*** Source material ***

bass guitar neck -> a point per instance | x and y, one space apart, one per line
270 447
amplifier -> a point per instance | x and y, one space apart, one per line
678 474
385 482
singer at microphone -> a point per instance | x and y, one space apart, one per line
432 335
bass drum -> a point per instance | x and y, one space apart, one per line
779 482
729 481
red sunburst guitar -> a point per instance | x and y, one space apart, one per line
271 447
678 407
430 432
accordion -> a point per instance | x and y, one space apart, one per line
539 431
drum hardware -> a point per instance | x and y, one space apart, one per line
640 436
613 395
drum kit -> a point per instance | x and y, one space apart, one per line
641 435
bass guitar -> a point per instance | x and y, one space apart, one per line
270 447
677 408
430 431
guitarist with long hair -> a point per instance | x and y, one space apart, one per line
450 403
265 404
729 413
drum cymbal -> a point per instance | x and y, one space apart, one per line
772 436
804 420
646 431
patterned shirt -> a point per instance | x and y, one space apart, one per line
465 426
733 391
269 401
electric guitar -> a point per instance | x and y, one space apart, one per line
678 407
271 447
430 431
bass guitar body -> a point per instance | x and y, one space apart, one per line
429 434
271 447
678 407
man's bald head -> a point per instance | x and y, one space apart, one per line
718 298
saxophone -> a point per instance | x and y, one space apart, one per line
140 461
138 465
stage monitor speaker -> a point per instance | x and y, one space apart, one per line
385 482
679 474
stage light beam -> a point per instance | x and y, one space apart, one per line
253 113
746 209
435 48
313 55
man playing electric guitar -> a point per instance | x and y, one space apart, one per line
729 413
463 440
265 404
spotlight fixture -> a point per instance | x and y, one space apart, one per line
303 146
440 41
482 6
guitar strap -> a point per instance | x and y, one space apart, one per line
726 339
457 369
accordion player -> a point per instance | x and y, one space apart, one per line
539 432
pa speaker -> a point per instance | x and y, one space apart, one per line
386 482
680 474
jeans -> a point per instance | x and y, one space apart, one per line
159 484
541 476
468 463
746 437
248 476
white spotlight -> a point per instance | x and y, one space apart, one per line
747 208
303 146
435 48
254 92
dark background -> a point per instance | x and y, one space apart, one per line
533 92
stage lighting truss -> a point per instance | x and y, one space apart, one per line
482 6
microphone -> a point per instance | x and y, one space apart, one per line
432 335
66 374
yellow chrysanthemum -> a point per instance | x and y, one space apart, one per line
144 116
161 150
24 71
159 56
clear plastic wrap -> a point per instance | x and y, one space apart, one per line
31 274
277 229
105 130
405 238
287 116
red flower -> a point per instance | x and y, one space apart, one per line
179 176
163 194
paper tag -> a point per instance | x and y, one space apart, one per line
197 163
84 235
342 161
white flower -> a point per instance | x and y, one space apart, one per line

*** End of Source material ***

• _Required action_: The full set of entries above should be given again exactly.

• _Completed task_:
bass guitar neck -> a point per instance | x and y, one space apart, one per line
270 447
amplifier -> a point per instance | x and y, one space apart, one per line
678 474
385 482
singer at microphone -> a point per instance | x and y, one space apart, one per line
432 335
bass drum -> a point per instance | x and y, one space apart, one per line
779 482
729 481
red sunburst guitar -> a point per instance | x and y, one space apart, one per line
271 447
678 407
430 432
accordion -> a point per instance | x and y, one space apart, one per line
539 431
drum hardware -> a point per instance | x and y, one space apart, one per line
640 436
613 395
drum kit -> a point per instance | x and y, one space apart, one per line
641 435
bass guitar -> a point per instance | x and y, one space apart, one per line
270 447
677 408
430 431
guitarist with long hair -> a point per instance | x and y, one space apart, one per line
450 403
265 404
729 413
drum cymbal -> a point per instance | x and y, one space apart, one per line
772 436
804 420
646 431
patterned shirt -> a point per instance | x and y, one space apart, one per line
465 426
733 391
269 401
electric guitar -> a point per instance | x and y, one space apart, one per line
678 407
271 447
430 431
bass guitar body -> a point per instance | x and y, one space apart, one per line
429 434
271 447
678 407
man's bald head -> a point per instance | x and y, one space apart, one per line
718 298
saxophone -> a point per instance | x and y, one space apart, one per line
140 461
138 465
stage monitor speaker -> a point per instance | x and y, one space apart, one per line
385 482
679 474
stage light beam -> a point per instance | x and y, one space apart, one per line
253 113
746 209
435 48
313 55
man playing electric guitar -> a point per instance | x and y, one space apart, one per line
729 413
463 440
265 404
spotlight fixture -> a point per instance | x and y, one space apart, one per line
303 146
440 41
482 6
guitar strap -> a point per instance | x and y, one space apart, one per line
726 339
457 369
accordion player -> a point per instance | x and y, one space apart, one per line
539 432
pa speaker -> a point per instance | x and y, one space apart, one per line
386 482
680 474
jeans -> a point per instance | x and y, one space apart, one per line
159 484
541 476
468 463
746 437
248 476
white spotlight -> a point per instance | x and y, one space apart, one per line
747 208
303 146
435 48
254 92
dark background -> a point per instance | x and y, one space apart, one per line
533 92
stage lighting truss -> a point per instance | x and y, one space apart, one per line
482 6
microphone -> a point per instance | x and y, one space apart, one per line
432 335
66 374
yellow chrysanthemum -> a point per instance | x and y, one space apart, one per line
144 116
161 150
24 71
159 56
clear plastic wrap -> a point per instance | x and y, one space apart, one per line
31 274
277 229
105 130
405 238
287 116
red flower -> a point per instance | x and y, one space apart, one per line
179 176
163 194
paper tag -> a point per instance | x and y, one space apart, one per line
197 163
84 235
342 161
white flower -> a point per instance | x and y, one space apart, one per line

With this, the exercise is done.